Passage provided:
The Nest daycare centre is part of a wider housing development in the Royal Wharf area, occupying a commercial unit at the base of a 19-storey housing block.
As a result, the primary challenge was to bring the towering newbuild space down to child scale and make it feel more homely while forging a greater connection to the riverfront.
“We wanted to create a calm, nurturing but playful space that reflected the values of the nursery,” Delve Architects co-founder Alex Raher told Dezeen.
“Their ethos is for children to have a positive learning experience through a healthy relationship with the environment around them and a connection to the outdoors.”
To boost the internal floor are, the studio installed a new mezzanine with a bespoke, powder-coated metal staircase that rises through a double-height space defined by a series of arched timber fins.
These maple-veneered arches – each around 4.5 metres tall – were conceived by Delve Architects to subdivide the space, creating zones without physical barriers.
“We wanted to connect the spaces visually and physically between the mezzanine and lower level, and to soften the hardened edges of the space,” said Raher.
The arches are formed from a series of fins that merge into benches and individual seating as they approach the ground.
“The grand scale of the arches for a small child could feel overwhelming, so we brought this down into child-height seating, benches and joinery to play with the scale and make it more familiar to them,” said Raher.
“The material flows seamlessly between the two levels and creates a natural material palette that the children could recognise and read through different heights and spaces.”
The arches also span over the main staircase, where Raher says they suggest a canopy of trees.
“We wanted it to be a centrepiece that was exciting, functional and exploratory, almost like a meandering joinery up to a treehouse-style level on the mezzanine, through a network of arches and branches on the way,” the architect explained.
“One of the first concepts we explored was the treehouse idea, developing ideas around the nursery name The Nest and how we could bring a playful part of nature into the design.”
Given its inner-city location, the nursery is fortunate to have a large garden overlooking the riverfront, which is connected to the nursery via a double set of six bi-folding doors.
The external fencing was designed by Delve Architects “to merge with the rhythm of the existing tower’s balconies” and powder-coated in a matching colour.
“We wanted to celebrate the connection to the outside space, the riverfront location and the child-height views from the mezzanine to the water, as it was unique to the space and to the nursery setting,” said Raher.
“Children can arrive and parents can commute using the river boat directly outside the nursery. The new pier designed by Nex Architecture is a beautiful backdrop to the site.”

Written request a:
Write out the listing from its first line through the line containing "point(131, 352)", including both of those lines.
The article and the listing that comes after it are separate, unrelated material.

Supplied records:
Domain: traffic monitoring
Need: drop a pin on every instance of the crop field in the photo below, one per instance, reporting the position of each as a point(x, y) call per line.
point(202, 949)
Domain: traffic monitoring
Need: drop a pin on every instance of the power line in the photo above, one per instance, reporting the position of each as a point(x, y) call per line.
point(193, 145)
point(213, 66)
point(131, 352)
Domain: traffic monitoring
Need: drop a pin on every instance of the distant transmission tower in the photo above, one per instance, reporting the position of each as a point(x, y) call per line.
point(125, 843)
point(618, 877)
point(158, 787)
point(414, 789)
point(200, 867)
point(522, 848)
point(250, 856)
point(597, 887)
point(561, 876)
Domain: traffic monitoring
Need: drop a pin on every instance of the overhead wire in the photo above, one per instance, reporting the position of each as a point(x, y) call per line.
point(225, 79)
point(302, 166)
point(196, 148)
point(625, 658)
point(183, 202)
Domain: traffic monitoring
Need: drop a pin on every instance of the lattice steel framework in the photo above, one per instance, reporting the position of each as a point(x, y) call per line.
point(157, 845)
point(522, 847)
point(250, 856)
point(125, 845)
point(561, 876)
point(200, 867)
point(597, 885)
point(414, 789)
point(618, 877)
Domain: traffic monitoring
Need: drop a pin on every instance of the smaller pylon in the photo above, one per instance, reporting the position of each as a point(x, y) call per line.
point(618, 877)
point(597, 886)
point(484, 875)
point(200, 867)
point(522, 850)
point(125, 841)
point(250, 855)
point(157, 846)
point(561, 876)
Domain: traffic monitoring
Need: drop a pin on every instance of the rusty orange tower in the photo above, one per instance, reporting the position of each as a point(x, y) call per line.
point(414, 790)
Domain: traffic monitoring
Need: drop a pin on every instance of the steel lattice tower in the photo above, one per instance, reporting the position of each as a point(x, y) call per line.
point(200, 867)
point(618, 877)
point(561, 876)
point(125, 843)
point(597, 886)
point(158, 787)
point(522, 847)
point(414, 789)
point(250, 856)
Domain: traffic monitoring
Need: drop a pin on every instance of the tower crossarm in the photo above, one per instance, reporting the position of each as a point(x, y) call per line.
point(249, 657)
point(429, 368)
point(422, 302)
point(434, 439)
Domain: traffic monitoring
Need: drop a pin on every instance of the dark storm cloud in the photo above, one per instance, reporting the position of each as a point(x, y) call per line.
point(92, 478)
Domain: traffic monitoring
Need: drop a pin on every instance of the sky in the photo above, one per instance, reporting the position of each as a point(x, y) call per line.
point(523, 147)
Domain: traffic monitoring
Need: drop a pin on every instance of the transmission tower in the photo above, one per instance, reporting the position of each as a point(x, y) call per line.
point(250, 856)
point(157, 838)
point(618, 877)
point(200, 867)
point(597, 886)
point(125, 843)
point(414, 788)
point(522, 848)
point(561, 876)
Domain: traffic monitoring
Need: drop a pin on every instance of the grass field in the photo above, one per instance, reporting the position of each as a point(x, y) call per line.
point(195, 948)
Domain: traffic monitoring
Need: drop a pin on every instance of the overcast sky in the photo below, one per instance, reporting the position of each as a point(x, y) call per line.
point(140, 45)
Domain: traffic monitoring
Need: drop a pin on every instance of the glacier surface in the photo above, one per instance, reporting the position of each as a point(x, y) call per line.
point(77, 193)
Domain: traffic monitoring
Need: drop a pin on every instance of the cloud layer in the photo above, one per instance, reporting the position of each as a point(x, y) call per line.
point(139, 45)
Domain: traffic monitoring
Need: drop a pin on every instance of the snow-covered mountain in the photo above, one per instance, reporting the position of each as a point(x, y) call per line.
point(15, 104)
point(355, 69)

Written request b:
List every distinct proper name that appears in the nursery article, counting each person only once.

Task response a:
Domain: traffic monitoring
Need: drop a pin on every instance of the crop field in the photo below, one per instance, reporting the position of each as a point(x, y) call per line.
point(202, 949)
Domain: traffic monitoring
Need: drop a pin on every instance of the power line in the photo above, one per instance, reporting the position of each as a point(x, y) call per line.
point(193, 145)
point(213, 66)
point(131, 352)

Task response b:
The Nest
Royal Wharf
Delve Architects
Alex Raher
Dezeen
Nex Architecture